● Provided data:
----

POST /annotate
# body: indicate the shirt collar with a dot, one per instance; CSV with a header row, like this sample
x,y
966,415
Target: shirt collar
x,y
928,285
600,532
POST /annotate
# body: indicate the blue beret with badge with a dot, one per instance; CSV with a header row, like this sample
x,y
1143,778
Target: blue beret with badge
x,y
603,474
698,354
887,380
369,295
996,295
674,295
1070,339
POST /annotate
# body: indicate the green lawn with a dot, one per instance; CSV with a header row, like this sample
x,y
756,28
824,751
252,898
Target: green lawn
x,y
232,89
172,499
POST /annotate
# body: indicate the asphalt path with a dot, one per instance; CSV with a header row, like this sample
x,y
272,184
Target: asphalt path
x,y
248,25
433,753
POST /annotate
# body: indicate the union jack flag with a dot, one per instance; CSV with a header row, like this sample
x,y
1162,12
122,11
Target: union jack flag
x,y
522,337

----

● Description of the task:
Copy exactly the line that contains "Target: blue beret with badge" and all lines after it in the listing above, through the final line, and nothing else.

● Answer to the exercise:
Target: blue beret with badge
x,y
603,474
698,354
887,380
369,295
996,295
674,295
1070,339
POST /annotate
# body: indicate the green lawn with a dot, one per instance; CSV with a header row, like this sample
x,y
756,28
824,751
252,898
Target: green lawn
x,y
232,89
172,499
POST /annotate
# body: indicate the asphalt path with a dot, one per instance; CSV with a header row, like this sample
x,y
272,184
Target: asphalt path
x,y
248,25
433,753
POST /annotate
# body: indicate the union jack flag with a dot, one per instance; CSV with a header row, like this sample
x,y
1162,12
122,11
Target: union jack flag
x,y
522,337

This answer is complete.